Data for pointing to named objects:
□ □ □ □ □ □ □

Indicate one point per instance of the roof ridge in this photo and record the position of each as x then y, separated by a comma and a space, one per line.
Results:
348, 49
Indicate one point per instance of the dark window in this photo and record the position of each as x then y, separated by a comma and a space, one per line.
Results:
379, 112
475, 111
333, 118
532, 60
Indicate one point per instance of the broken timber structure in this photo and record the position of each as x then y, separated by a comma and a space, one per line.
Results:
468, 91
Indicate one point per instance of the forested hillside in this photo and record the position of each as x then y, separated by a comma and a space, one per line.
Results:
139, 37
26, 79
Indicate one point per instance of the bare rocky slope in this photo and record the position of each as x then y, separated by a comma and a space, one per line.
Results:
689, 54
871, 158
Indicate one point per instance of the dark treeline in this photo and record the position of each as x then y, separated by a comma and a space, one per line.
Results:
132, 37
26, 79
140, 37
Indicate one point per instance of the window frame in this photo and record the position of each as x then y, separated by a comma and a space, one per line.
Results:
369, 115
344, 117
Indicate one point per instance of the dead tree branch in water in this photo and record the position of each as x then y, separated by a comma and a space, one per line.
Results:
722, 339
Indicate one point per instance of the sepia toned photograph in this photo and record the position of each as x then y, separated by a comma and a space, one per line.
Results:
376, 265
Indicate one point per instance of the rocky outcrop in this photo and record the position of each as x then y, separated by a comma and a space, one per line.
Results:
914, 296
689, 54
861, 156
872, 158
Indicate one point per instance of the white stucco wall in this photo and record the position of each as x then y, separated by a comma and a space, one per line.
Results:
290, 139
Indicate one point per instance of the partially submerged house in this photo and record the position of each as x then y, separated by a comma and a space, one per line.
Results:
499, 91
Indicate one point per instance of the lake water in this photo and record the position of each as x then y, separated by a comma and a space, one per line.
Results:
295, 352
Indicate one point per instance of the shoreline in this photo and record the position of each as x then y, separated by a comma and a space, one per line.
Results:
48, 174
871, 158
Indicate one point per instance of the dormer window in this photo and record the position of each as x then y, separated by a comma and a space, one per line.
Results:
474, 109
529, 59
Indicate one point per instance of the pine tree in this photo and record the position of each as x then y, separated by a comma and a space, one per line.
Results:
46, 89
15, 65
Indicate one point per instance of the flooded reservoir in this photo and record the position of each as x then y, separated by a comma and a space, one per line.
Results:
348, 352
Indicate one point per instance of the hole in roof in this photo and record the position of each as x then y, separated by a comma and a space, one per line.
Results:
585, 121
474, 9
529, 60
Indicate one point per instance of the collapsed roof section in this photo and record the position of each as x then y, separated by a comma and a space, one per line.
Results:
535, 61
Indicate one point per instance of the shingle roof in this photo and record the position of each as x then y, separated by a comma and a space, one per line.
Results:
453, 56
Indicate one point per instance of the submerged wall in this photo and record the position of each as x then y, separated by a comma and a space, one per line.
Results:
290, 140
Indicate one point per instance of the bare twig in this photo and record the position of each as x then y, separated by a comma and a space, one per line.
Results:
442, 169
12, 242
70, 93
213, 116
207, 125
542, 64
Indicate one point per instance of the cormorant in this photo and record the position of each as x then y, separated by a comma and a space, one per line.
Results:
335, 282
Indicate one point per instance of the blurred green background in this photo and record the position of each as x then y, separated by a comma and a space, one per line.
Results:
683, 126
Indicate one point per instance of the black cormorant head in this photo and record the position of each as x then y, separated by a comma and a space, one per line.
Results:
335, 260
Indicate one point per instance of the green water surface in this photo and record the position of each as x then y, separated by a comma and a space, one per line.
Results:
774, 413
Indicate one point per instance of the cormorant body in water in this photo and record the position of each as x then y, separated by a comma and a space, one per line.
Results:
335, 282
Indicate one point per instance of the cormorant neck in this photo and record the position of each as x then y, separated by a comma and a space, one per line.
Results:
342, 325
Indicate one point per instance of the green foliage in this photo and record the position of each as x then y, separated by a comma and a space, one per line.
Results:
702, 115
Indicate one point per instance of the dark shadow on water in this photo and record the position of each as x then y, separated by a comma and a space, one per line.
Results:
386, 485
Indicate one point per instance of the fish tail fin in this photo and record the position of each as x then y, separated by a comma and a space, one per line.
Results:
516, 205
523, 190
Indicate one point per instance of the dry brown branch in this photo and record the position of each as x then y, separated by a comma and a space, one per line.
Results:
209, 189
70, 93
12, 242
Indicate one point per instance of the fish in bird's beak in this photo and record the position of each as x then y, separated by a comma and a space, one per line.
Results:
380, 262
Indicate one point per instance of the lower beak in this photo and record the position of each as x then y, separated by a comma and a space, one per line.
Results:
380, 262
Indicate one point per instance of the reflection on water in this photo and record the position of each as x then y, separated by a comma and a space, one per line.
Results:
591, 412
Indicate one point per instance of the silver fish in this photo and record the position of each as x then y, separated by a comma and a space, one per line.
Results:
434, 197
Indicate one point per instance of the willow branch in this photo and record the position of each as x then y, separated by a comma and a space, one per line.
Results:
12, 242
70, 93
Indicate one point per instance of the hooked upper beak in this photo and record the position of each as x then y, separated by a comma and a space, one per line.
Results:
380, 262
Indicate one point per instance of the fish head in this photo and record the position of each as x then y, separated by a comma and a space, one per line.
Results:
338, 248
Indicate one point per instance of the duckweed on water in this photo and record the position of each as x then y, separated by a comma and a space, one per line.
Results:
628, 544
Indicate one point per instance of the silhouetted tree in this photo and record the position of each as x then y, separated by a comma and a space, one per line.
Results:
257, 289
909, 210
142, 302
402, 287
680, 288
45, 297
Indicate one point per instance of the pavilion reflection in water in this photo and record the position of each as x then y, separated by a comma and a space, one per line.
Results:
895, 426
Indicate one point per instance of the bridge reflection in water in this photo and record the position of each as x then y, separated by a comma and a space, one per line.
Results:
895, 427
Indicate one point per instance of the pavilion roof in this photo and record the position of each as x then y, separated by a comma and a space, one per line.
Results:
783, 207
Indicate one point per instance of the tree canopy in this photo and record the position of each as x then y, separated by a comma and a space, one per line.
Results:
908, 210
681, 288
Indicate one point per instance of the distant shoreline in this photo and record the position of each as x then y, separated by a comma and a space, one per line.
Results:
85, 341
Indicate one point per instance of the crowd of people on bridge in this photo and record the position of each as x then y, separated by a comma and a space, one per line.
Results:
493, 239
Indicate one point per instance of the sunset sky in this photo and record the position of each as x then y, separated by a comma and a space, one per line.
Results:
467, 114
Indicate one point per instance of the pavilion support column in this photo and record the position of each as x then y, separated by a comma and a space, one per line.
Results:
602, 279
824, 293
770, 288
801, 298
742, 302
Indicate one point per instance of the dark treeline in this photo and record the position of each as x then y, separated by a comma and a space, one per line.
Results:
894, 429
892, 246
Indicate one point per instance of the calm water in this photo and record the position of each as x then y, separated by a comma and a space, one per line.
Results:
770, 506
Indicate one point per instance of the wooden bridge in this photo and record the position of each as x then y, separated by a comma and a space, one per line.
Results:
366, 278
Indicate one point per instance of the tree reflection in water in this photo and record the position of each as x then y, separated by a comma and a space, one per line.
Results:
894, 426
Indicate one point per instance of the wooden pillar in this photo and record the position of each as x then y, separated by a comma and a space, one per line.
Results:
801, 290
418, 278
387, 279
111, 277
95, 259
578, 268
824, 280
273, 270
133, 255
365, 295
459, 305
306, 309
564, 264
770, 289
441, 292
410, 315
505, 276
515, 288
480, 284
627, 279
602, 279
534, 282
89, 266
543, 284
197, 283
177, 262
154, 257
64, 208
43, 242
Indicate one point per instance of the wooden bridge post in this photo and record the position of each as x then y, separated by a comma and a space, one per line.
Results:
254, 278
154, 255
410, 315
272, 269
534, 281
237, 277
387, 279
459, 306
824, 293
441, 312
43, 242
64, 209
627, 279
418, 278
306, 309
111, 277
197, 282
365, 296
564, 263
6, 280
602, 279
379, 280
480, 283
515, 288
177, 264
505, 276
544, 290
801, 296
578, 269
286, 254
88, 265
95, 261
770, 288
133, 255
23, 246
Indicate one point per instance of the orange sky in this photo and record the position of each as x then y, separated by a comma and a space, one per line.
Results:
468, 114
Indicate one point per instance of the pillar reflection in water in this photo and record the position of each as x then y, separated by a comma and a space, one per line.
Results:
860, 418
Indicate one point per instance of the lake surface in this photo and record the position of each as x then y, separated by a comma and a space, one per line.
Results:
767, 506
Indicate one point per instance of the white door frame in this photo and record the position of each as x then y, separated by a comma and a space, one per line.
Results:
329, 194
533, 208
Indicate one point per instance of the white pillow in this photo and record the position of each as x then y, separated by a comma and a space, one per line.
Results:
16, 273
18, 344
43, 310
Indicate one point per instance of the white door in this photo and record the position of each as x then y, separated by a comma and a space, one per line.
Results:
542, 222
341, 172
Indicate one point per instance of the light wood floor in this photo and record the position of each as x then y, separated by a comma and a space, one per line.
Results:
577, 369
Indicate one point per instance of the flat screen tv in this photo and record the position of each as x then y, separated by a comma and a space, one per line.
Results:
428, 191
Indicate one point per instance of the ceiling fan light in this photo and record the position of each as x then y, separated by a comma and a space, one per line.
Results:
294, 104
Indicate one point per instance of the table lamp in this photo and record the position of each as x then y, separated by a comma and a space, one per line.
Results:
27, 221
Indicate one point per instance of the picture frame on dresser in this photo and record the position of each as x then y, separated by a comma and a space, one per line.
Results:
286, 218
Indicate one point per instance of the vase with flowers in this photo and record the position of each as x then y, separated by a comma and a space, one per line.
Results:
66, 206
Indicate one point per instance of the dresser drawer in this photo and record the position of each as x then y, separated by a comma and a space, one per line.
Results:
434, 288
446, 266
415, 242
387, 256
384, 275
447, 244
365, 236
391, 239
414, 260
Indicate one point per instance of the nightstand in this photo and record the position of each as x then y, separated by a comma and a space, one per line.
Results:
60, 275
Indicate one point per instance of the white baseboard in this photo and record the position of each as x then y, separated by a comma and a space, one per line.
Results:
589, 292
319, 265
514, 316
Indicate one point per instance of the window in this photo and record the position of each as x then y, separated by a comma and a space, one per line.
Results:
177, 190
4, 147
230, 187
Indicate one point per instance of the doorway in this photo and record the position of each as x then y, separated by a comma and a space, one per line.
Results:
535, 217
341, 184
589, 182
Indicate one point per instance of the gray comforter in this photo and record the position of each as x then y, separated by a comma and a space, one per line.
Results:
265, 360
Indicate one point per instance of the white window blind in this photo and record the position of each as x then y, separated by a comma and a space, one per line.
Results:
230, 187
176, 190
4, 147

□ □ □ □ □ □ □

Work instructions:
Please render the data above as a numbered list, from the line containing "Indicate one point per instance of the nightstand" through the final line of the data, both included, and omit any blank lines.

Problem solution:
1. Indicate one point per instance of the nightstand in this photo and record the position of each as x then y, separated by a comma and a space, one per line.
2. Results:
3. 60, 275
4. Indicate one point per instance of the white baseboard in this photo and record the position of each as x then y, separated by a comma and a space, one per line.
5. Results:
6. 589, 292
7. 319, 265
8. 514, 316
9. Indicate one point per instance of the window in this photo and record the position of each as x then y, separated by a comma and a space, one per line.
10. Results:
11. 177, 190
12. 4, 147
13. 230, 187
14. Indicate one point per instance of the doorway in this photo and record the position of each as x then y, separated by a comma and a space, one per line.
15. Results:
16. 535, 217
17. 341, 184
18. 589, 182
19. Indicate one point per instance of the gray comforter in this photo and record the position of each as x then y, separated by a comma and a space, one per line.
20. Results:
21. 265, 360
22. Indicate one point per instance of the white window blind in this photo and record the position of each as x then y, separated by a comma and a space, one per line.
23. Results:
24. 230, 187
25. 176, 190
26. 4, 147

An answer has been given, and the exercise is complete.